▸ **WORK TO DO**
What follows is a listing; give it again exactly, in its entirety.

··· PROVIDED RECORDS ···

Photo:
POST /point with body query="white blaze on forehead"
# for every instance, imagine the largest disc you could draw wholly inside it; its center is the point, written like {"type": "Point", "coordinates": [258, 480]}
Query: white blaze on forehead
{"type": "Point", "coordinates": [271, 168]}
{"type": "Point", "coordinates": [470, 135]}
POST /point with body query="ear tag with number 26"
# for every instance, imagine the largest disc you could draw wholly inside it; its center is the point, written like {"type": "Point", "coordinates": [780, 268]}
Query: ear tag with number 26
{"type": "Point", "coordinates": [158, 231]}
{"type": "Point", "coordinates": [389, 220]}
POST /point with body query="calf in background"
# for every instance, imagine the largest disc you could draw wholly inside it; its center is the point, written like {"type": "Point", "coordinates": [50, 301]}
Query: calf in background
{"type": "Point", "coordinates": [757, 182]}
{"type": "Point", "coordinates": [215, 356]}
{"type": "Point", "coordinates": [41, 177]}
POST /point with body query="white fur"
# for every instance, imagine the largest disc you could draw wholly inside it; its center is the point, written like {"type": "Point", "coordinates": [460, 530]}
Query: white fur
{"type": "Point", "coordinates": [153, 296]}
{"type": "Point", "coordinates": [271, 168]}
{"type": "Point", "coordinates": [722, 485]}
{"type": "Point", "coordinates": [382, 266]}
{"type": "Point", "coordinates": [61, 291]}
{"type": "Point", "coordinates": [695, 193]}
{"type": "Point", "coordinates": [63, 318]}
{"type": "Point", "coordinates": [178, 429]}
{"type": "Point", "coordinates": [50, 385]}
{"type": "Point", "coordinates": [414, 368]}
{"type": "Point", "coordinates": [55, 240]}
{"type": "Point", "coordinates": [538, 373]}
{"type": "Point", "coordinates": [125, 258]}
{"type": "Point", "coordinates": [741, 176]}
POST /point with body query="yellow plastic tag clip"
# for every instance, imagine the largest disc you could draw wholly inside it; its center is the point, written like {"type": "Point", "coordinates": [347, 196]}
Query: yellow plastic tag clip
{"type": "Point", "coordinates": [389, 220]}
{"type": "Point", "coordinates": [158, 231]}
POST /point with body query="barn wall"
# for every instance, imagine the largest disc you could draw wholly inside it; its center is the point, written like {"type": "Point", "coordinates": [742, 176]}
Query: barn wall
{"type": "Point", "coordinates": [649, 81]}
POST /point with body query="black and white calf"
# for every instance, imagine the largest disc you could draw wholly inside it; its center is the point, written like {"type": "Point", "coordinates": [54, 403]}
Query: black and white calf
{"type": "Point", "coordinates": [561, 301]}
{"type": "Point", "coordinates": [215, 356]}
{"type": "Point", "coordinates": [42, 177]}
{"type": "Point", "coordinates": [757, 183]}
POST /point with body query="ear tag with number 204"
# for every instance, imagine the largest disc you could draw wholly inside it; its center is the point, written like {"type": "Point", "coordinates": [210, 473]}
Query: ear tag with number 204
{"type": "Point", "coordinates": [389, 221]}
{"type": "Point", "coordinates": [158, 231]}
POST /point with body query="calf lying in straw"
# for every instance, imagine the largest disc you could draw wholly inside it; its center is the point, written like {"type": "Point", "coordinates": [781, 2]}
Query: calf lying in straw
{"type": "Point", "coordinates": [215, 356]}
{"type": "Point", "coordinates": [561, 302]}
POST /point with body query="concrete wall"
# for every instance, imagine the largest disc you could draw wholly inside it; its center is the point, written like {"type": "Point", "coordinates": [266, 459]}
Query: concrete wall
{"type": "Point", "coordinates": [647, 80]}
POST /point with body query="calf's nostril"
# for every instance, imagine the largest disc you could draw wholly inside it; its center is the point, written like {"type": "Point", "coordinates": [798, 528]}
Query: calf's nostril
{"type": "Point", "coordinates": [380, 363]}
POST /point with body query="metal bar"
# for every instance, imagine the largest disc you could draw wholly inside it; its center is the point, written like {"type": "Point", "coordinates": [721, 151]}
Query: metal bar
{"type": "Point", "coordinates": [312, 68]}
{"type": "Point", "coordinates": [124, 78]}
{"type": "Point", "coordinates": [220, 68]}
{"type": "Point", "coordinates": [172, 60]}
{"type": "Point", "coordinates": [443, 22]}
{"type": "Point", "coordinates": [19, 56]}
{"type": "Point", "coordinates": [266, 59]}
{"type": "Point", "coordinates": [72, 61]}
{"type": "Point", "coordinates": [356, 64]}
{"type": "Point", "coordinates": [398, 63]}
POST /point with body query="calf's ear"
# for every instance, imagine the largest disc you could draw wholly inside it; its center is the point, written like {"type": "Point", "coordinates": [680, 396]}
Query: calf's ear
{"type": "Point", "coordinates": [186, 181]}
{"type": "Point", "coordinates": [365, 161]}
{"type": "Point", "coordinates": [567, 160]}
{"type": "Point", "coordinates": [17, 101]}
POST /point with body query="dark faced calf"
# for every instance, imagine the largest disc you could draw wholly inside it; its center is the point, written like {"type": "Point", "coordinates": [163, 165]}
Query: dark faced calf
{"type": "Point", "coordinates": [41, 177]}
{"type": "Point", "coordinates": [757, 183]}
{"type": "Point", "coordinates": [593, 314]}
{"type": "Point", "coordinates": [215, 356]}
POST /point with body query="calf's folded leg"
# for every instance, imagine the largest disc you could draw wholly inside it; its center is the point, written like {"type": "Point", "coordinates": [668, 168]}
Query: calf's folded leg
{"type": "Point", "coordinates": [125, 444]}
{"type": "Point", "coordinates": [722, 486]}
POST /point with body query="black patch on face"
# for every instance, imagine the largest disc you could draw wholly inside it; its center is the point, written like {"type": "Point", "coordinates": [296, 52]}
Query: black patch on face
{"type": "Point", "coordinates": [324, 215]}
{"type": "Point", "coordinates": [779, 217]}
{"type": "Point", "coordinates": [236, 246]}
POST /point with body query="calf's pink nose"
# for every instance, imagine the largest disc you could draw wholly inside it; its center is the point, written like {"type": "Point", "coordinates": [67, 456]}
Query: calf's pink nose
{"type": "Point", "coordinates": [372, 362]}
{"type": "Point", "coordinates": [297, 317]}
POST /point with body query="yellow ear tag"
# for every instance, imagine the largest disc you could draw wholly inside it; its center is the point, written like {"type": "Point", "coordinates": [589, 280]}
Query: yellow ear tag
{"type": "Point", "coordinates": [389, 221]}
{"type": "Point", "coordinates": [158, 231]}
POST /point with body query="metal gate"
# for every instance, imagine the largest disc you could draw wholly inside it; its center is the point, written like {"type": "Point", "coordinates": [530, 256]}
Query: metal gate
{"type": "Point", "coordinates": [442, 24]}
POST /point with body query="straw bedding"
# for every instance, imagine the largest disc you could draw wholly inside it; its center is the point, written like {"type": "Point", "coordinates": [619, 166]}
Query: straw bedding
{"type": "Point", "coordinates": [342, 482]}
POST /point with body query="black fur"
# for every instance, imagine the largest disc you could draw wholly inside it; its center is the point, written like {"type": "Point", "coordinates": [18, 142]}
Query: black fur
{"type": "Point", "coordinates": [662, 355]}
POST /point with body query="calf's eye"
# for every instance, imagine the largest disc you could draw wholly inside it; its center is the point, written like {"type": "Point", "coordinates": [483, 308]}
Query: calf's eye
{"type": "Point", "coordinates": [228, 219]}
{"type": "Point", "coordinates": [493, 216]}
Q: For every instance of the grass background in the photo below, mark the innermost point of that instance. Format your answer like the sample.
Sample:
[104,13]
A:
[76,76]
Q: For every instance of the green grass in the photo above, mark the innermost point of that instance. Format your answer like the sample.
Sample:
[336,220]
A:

···

▸ **SOLUTION TO THIS EXERCISE**
Photo:
POST /point with body query="white blaze on forehead"
# for every instance, imagine the largest disc you could draw wholly inside it; its center is the point, written like {"type": "Point", "coordinates": [258, 480]}
Query: white blaze on forehead
{"type": "Point", "coordinates": [271, 168]}
{"type": "Point", "coordinates": [470, 135]}
POST /point with body query="ear tag with number 26"
# for every instance, imagine the largest disc you could draw wholly inside it; its center is the point, written like {"type": "Point", "coordinates": [780, 268]}
Query: ear tag with number 26
{"type": "Point", "coordinates": [158, 231]}
{"type": "Point", "coordinates": [389, 220]}
POST /point with body query="calf in background"
# for every instance, imagine the largest disc you could draw wholly inside it; its center is the point, written like {"type": "Point", "coordinates": [50, 301]}
Query: calf in background
{"type": "Point", "coordinates": [757, 182]}
{"type": "Point", "coordinates": [215, 356]}
{"type": "Point", "coordinates": [41, 177]}
POST /point with body query="white fur"
# for every instance, imagine the largest disc you could draw wholly inside it; its center is the point, written like {"type": "Point", "coordinates": [460, 530]}
Query: white fur
{"type": "Point", "coordinates": [153, 296]}
{"type": "Point", "coordinates": [271, 168]}
{"type": "Point", "coordinates": [722, 485]}
{"type": "Point", "coordinates": [382, 266]}
{"type": "Point", "coordinates": [61, 291]}
{"type": "Point", "coordinates": [695, 193]}
{"type": "Point", "coordinates": [63, 318]}
{"type": "Point", "coordinates": [178, 429]}
{"type": "Point", "coordinates": [50, 385]}
{"type": "Point", "coordinates": [414, 368]}
{"type": "Point", "coordinates": [55, 240]}
{"type": "Point", "coordinates": [538, 373]}
{"type": "Point", "coordinates": [125, 258]}
{"type": "Point", "coordinates": [741, 176]}
POST /point with body query="yellow plastic tag clip"
# for every instance, imagine the largest disc you could draw wholly inside it; its center is the point, written like {"type": "Point", "coordinates": [347, 196]}
Query: yellow plastic tag clip
{"type": "Point", "coordinates": [389, 220]}
{"type": "Point", "coordinates": [158, 231]}
POST /point with body query="barn wall"
# for every instance, imagine the largest disc you could draw wholly inside it; its center is the point, written like {"type": "Point", "coordinates": [742, 176]}
Query: barn wall
{"type": "Point", "coordinates": [649, 81]}
POST /point with body query="black and white calf"
# for every instance, imagine the largest disc you could draw wholly inside it; its center is the point, written like {"type": "Point", "coordinates": [54, 403]}
Query: black and white calf
{"type": "Point", "coordinates": [561, 301]}
{"type": "Point", "coordinates": [215, 356]}
{"type": "Point", "coordinates": [42, 177]}
{"type": "Point", "coordinates": [757, 183]}
POST /point with body query="ear tag with number 204"
# for every instance, imagine the largest disc you could draw wholly inside it; its center is the point, written like {"type": "Point", "coordinates": [210, 473]}
Query: ear tag with number 204
{"type": "Point", "coordinates": [389, 221]}
{"type": "Point", "coordinates": [158, 231]}
POST /point with body query="calf lying in straw"
# for every instance, imagine the largest disc you could draw wholly inside it; its center is the point, written like {"type": "Point", "coordinates": [781, 2]}
Query: calf lying in straw
{"type": "Point", "coordinates": [215, 356]}
{"type": "Point", "coordinates": [561, 302]}
POST /point with body query="concrete wall"
# for every instance, imagine the largest disc you could draw wholly inside it; its center is the point, written like {"type": "Point", "coordinates": [266, 459]}
Query: concrete wall
{"type": "Point", "coordinates": [647, 80]}
POST /point with body query="calf's nostril"
# for every instance, imagine the largest disc you could draw wholly inside it; its center is the point, written like {"type": "Point", "coordinates": [798, 528]}
Query: calf's nostril
{"type": "Point", "coordinates": [380, 363]}
POST /point with body query="metal bar"
# for every instance, imagine the largest disc you could draw wholly inside it; its center is the point, written like {"type": "Point", "coordinates": [721, 151]}
Query: metal bar
{"type": "Point", "coordinates": [312, 68]}
{"type": "Point", "coordinates": [124, 78]}
{"type": "Point", "coordinates": [220, 68]}
{"type": "Point", "coordinates": [172, 60]}
{"type": "Point", "coordinates": [443, 22]}
{"type": "Point", "coordinates": [19, 56]}
{"type": "Point", "coordinates": [266, 59]}
{"type": "Point", "coordinates": [72, 61]}
{"type": "Point", "coordinates": [356, 64]}
{"type": "Point", "coordinates": [398, 63]}
POST /point with body query="calf's ear"
# for every instance, imagine the largest disc you could draw wholly inside it; its center is the point, written like {"type": "Point", "coordinates": [680, 396]}
Query: calf's ear
{"type": "Point", "coordinates": [186, 181]}
{"type": "Point", "coordinates": [365, 161]}
{"type": "Point", "coordinates": [567, 160]}
{"type": "Point", "coordinates": [17, 101]}
POST /point with body query="dark faced calf"
# for every instance, imagine the largest disc you could draw wholly inside it; its center is the point, written like {"type": "Point", "coordinates": [163, 165]}
Query: dark faced calf
{"type": "Point", "coordinates": [41, 177]}
{"type": "Point", "coordinates": [757, 183]}
{"type": "Point", "coordinates": [593, 314]}
{"type": "Point", "coordinates": [215, 356]}
POST /point with body query="calf's folded leg"
# for every instance, imagine the largest disc you could draw wholly inside it; its center is the point, written like {"type": "Point", "coordinates": [668, 168]}
Query: calf's folded leg
{"type": "Point", "coordinates": [125, 444]}
{"type": "Point", "coordinates": [722, 486]}
POST /point with body query="black patch on face"
# for every instance, imagine the largest disc you could draw wholly inside it; its center is the point, written like {"type": "Point", "coordinates": [296, 52]}
Query: black patch on face
{"type": "Point", "coordinates": [324, 215]}
{"type": "Point", "coordinates": [779, 217]}
{"type": "Point", "coordinates": [236, 246]}
POST /point with body query="calf's pink nose"
# for every instance, imagine the largest disc you could draw wholly inside it; its center is the point, written like {"type": "Point", "coordinates": [67, 456]}
Query: calf's pink nose
{"type": "Point", "coordinates": [372, 362]}
{"type": "Point", "coordinates": [297, 317]}
POST /point with body query="yellow ear tag"
# for every instance, imagine the largest disc you could draw wholly inside it; its center is the point, written like {"type": "Point", "coordinates": [589, 280]}
Query: yellow ear tag
{"type": "Point", "coordinates": [389, 221]}
{"type": "Point", "coordinates": [158, 231]}
POST /point with body query="metal gate"
# for every instance, imagine the largest disc you could draw wholly inside it; its center is the point, written like {"type": "Point", "coordinates": [530, 256]}
Query: metal gate
{"type": "Point", "coordinates": [442, 24]}
POST /point with body query="straw bedding"
# for every instance, imagine the largest disc you could draw wholly inside it; its center is the point, written like {"type": "Point", "coordinates": [619, 166]}
Query: straw bedding
{"type": "Point", "coordinates": [342, 482]}
POST /point with body query="black fur"
# for every instance, imagine the largest disc you could draw wholly inside it; its center is the point, written like {"type": "Point", "coordinates": [18, 142]}
Query: black fur
{"type": "Point", "coordinates": [662, 355]}
POST /point with body query="calf's eye"
# for every instance, imagine the largest disc you could draw wholly inside it; its center is the point, written like {"type": "Point", "coordinates": [483, 308]}
Query: calf's eye
{"type": "Point", "coordinates": [228, 219]}
{"type": "Point", "coordinates": [493, 216]}
Q: For every instance of the grass background in the photo below, mark the innermost point of that instance. Format your answer like the sample.
Sample:
[104,13]
A:
[76,76]
Q: For every instance of the green grass in the photo above, mark the innermost point of that instance. Format your answer like the sample.
Sample:
[336,220]
A:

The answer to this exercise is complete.